Opdracht:
Geef de regels van de records weer als Markdown-tabel met de kolommen Nr en Regel, zonder lege regels. Begin bij de eerste regel van de records en stop na de regel die "0 318 880 495" bevat.
______
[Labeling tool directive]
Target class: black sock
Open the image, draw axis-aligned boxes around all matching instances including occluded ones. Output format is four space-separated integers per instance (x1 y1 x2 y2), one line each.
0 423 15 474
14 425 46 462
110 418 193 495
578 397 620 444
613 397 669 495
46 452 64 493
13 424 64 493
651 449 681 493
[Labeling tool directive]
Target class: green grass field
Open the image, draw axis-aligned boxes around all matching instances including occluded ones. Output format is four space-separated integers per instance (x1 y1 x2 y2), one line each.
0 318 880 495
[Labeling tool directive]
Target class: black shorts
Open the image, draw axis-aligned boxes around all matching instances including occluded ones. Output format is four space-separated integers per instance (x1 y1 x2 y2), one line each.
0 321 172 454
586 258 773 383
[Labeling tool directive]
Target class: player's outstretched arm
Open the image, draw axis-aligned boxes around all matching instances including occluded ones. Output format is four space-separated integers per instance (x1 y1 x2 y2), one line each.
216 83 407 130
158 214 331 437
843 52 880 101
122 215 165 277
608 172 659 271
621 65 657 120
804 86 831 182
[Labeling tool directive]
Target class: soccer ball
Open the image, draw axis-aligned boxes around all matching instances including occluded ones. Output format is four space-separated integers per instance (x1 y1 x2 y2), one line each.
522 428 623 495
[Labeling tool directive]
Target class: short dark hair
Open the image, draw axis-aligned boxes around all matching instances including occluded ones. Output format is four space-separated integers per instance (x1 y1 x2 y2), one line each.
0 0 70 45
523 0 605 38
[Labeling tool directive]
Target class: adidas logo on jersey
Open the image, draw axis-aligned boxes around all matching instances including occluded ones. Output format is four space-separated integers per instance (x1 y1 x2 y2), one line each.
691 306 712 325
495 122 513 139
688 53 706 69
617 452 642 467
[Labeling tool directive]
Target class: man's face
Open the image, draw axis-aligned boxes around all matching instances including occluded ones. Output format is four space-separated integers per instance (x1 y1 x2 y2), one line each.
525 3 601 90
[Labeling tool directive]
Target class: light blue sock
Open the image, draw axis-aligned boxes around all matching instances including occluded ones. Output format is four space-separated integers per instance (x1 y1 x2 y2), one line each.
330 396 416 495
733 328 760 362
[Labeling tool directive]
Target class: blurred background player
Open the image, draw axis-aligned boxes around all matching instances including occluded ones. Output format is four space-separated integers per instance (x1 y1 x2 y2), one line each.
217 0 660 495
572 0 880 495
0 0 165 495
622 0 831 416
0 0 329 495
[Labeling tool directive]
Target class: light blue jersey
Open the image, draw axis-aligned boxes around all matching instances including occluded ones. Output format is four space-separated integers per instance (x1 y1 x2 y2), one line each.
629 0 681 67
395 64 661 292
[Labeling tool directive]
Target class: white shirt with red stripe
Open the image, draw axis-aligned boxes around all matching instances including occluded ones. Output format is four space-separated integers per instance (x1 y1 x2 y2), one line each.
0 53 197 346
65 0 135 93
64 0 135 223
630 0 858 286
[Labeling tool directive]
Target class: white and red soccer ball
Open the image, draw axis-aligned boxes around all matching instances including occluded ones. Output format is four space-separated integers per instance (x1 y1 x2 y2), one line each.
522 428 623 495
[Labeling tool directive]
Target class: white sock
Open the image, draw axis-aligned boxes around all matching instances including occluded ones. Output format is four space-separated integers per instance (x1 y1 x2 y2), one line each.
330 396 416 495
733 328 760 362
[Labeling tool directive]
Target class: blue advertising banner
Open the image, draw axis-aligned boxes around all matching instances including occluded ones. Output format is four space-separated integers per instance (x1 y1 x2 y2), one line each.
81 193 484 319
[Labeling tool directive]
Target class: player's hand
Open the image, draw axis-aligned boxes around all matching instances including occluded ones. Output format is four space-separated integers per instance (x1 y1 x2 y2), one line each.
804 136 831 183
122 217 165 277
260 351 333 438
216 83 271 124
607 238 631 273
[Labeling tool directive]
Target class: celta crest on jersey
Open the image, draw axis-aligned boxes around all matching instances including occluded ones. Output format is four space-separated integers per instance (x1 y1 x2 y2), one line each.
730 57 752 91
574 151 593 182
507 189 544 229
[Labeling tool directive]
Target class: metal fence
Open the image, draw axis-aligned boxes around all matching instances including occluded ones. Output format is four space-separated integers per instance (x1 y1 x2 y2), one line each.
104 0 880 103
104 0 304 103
______
Oplossing:
| Nr | Regel |
|---|---|
| 1 | [Labeling tool directive] |
| 2 | Target class: black sock |
| 3 | Open the image, draw axis-aligned boxes around all matching instances including occluded ones. Output format is four space-separated integers per instance (x1 y1 x2 y2), one line each. |
| 4 | 0 423 15 474 |
| 5 | 14 425 46 462 |
| 6 | 110 418 193 495 |
| 7 | 578 397 620 444 |
| 8 | 613 397 669 495 |
| 9 | 46 452 64 493 |
| 10 | 13 424 64 493 |
| 11 | 651 449 681 493 |
| 12 | [Labeling tool directive] |
| 13 | Target class: green grass field |
| 14 | Open the image, draw axis-aligned boxes around all matching instances including occluded ones. Output format is four space-separated integers per instance (x1 y1 x2 y2), one line each. |
| 15 | 0 318 880 495 |